__Brief__: Reproduce the records below line for line, with no changes.

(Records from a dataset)
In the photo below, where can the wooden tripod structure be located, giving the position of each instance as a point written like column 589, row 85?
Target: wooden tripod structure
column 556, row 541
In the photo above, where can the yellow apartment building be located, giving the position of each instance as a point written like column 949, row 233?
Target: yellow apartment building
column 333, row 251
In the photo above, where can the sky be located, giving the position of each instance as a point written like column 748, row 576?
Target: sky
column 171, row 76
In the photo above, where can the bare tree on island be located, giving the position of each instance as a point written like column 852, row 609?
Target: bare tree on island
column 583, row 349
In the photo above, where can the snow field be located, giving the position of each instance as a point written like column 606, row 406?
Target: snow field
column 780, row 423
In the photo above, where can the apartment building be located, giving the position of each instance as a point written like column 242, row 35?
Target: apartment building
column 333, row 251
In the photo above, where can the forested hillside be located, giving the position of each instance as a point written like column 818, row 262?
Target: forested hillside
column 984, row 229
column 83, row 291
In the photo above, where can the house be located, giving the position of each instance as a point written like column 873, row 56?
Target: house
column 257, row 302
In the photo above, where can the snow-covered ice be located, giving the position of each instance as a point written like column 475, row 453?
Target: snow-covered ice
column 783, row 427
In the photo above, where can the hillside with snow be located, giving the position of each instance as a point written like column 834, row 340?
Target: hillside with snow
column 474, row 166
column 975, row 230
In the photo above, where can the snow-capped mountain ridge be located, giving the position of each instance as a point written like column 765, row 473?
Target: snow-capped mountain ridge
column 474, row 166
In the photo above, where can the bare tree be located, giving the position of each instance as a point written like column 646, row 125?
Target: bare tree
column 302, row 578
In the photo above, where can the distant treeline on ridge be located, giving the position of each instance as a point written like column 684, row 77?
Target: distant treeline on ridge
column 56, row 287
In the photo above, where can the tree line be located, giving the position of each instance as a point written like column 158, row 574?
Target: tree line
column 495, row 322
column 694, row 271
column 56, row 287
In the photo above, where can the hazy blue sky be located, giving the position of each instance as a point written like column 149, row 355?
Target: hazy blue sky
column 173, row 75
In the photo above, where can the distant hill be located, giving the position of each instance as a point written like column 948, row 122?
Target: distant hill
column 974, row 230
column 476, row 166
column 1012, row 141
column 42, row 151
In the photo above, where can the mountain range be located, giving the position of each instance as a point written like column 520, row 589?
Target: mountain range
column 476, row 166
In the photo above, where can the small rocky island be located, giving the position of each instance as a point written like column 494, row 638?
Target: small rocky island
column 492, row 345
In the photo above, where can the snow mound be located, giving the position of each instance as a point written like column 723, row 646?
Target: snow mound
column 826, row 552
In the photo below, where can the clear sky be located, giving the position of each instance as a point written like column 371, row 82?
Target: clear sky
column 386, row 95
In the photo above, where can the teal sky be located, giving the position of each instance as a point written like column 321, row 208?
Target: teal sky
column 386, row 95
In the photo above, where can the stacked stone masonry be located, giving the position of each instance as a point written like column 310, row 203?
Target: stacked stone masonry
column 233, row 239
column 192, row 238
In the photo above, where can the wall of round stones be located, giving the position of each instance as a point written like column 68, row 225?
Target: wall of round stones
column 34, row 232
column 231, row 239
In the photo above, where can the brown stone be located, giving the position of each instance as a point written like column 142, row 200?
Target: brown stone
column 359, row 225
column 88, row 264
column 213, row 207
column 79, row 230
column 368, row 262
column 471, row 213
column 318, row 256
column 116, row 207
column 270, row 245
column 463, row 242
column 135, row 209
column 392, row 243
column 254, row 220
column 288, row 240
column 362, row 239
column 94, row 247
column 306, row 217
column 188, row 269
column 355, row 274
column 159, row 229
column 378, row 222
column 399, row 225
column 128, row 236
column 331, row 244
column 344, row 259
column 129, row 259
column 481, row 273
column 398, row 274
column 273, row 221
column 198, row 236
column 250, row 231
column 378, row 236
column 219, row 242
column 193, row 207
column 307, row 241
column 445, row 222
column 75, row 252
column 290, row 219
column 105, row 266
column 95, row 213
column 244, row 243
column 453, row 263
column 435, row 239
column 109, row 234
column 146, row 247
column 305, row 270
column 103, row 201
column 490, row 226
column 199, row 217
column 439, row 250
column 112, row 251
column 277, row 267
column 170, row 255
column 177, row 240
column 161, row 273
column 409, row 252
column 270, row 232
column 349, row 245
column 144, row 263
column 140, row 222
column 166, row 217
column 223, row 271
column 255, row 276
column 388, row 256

__Solved problem__:
In the photo below, where can the wooden tripod structure be located, giving the position of each instance as a point written like column 589, row 85?
Target: wooden tripod structure
column 556, row 541
In the photo above, where can the yellow apartment building be located, giving the position of each instance as a point written like column 949, row 233?
Target: yellow apartment building
column 333, row 251
In the photo above, where can the sky be located, giving the position of each instance as a point written like column 748, row 576?
Target: sky
column 171, row 76
In the photo above, where can the bare tree on island be located, giving the position of each instance as a point written like column 852, row 609?
Target: bare tree on island
column 583, row 349
In the photo above, where can the snow field be located, giving the position of each instance as a point written like column 606, row 406?
Target: snow field
column 780, row 423
In the photo above, where can the apartment building be located, giving the position of each instance as a point written like column 242, row 35?
Target: apartment building
column 333, row 251
In the photo above, where can the forested hillside be located, giving the position of each instance as a point written like column 818, row 262?
Target: forested hillside
column 984, row 229
column 83, row 291
In the photo above, where can the house be located, giving the position of each instance as a point written like column 873, row 56?
Target: house
column 257, row 302
In the photo above, where can the snow-covered ice be located, giving the position of each instance as a point written like column 475, row 453?
Target: snow-covered ice
column 783, row 427
In the photo above, where can the hillside with snow be located, giving the position of each instance as a point written like column 834, row 340?
Target: hillside with snow
column 474, row 166
column 975, row 230
In the photo above, where can the snow-capped mountain ridge be located, giving the position of each instance as a point written like column 765, row 473?
Target: snow-capped mountain ridge
column 474, row 166
In the photo above, where can the bare tree be located, giving the position of each instance as a point written like column 646, row 125?
Target: bare tree
column 302, row 578
In the photo above, where can the distant treeline on ridge be located, giving the position of each instance as a point written like column 684, row 77?
Target: distant treeline on ridge
column 56, row 287
In the photo above, where can the tree line be located, giving the position of each instance as a point written like column 158, row 574?
Target: tree line
column 495, row 322
column 694, row 271
column 56, row 287
In the photo above, where can the hazy blue sky be located, giving the position of each instance as a point written like column 149, row 355?
Target: hazy blue sky
column 173, row 75
In the photo above, where can the distant hill be located, giving the position of each instance as a point written like column 948, row 122?
Target: distant hill
column 974, row 230
column 476, row 166
column 1012, row 141
column 42, row 151
In the photo above, where can the mountain range be located, giving the position of each instance as a point written like column 520, row 589?
Target: mountain range
column 476, row 166
In the photo above, where can the small rocky island be located, giving the position of each instance as a point written like column 494, row 638?
Target: small rocky island
column 492, row 345
In the photo above, where can the snow mound be located, giving the position of each instance as a point written like column 723, row 646?
Target: snow mound
column 826, row 552
In the photo below, where can the clear sky be located, giving the position of each instance as a point written like column 371, row 82?
Target: clear sky
column 386, row 95
In the photo above, where can the teal sky be located, giving the position of each instance as a point written like column 321, row 208?
Target: teal sky
column 386, row 95
In the photo above, where can the stacked stone masonry be located, giving the position of each instance as a point written like column 310, row 203?
Target: stacked stone masonry
column 233, row 239
column 192, row 238
In the photo above, where can the wall of round stones be located, giving the position of each instance as a point written like column 68, row 225?
Target: wall of round stones
column 34, row 232
column 231, row 239
In the photo above, where can the brown stone be located, giving the position of each instance as a point written like column 142, row 200?
Target: brown stone
column 359, row 225
column 88, row 264
column 213, row 207
column 79, row 230
column 368, row 262
column 471, row 213
column 318, row 256
column 116, row 207
column 270, row 245
column 463, row 242
column 135, row 209
column 392, row 243
column 254, row 220
column 288, row 240
column 362, row 239
column 94, row 247
column 306, row 217
column 188, row 269
column 355, row 274
column 159, row 229
column 378, row 222
column 399, row 225
column 128, row 236
column 331, row 244
column 344, row 259
column 129, row 259
column 481, row 273
column 398, row 274
column 273, row 221
column 198, row 236
column 250, row 231
column 378, row 236
column 219, row 242
column 193, row 207
column 307, row 241
column 445, row 222
column 75, row 252
column 290, row 219
column 105, row 266
column 95, row 213
column 244, row 243
column 453, row 263
column 435, row 239
column 109, row 234
column 146, row 247
column 305, row 270
column 103, row 201
column 490, row 226
column 199, row 217
column 439, row 250
column 112, row 251
column 277, row 267
column 170, row 255
column 177, row 240
column 161, row 273
column 409, row 252
column 270, row 232
column 349, row 245
column 144, row 263
column 140, row 222
column 166, row 217
column 223, row 271
column 255, row 276
column 388, row 256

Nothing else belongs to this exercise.